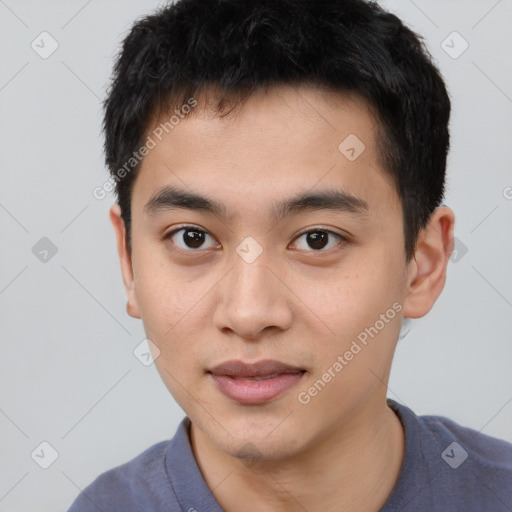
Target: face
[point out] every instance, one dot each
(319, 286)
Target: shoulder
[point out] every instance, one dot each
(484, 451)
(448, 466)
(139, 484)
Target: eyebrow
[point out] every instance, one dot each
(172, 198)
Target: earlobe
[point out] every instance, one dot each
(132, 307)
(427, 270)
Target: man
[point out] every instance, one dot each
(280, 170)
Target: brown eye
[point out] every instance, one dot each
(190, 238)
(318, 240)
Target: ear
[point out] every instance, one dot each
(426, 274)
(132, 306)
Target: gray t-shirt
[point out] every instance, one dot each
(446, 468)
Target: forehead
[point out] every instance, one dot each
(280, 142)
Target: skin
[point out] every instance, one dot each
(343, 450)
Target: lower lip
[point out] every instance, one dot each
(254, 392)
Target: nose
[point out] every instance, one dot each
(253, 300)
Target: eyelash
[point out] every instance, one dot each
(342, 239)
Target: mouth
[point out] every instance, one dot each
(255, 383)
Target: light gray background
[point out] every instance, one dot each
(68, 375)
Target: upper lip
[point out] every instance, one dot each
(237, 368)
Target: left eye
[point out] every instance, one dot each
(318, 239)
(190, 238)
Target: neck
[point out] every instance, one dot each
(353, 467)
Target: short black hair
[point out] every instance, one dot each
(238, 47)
==
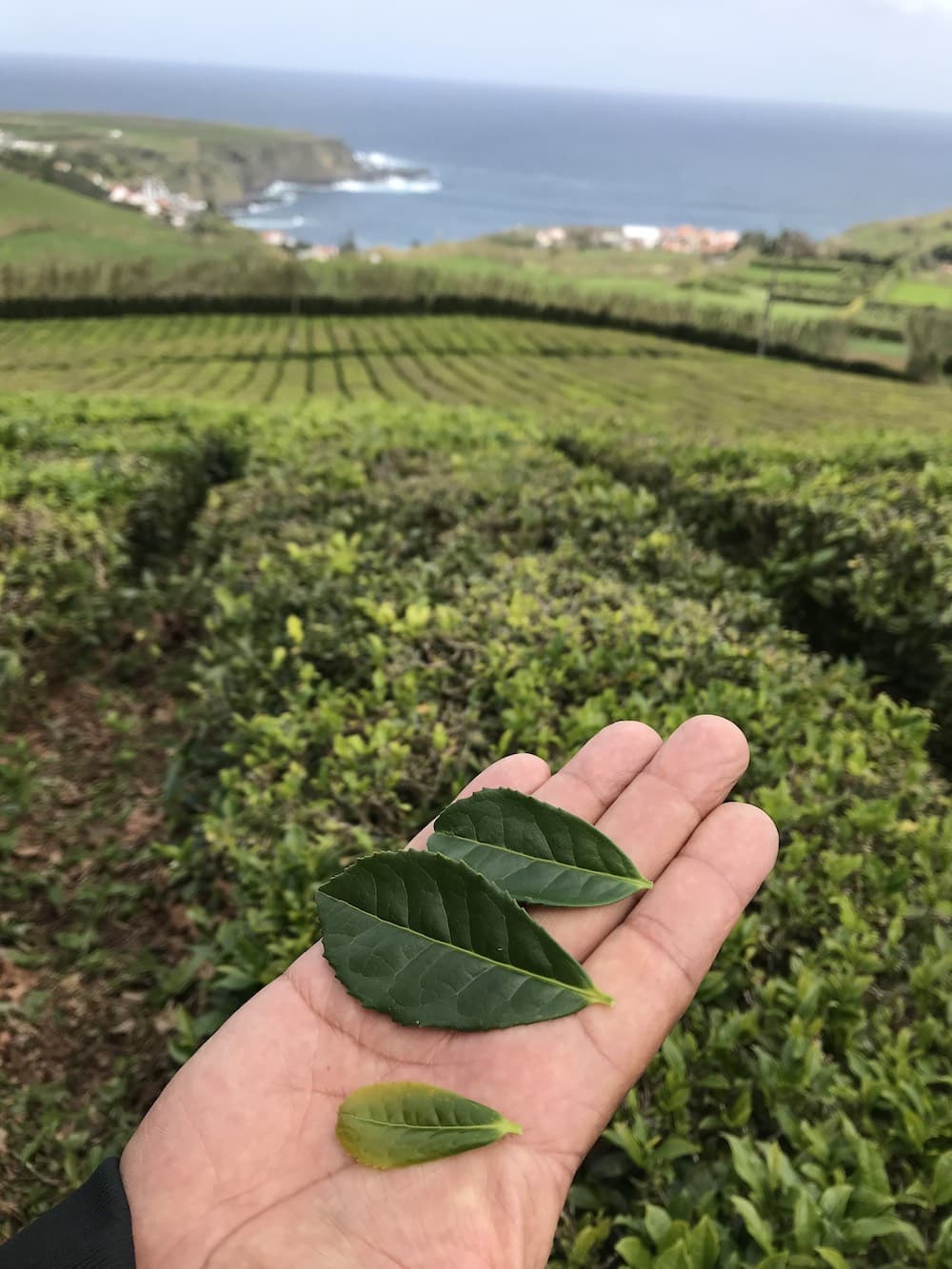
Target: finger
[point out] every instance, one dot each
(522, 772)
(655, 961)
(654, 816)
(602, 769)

→ **WHAT THE TASK ASKS**: State how many lines of the data above contain the word "gray". Give only the number.

→ **WORKED SOLUTION**: 2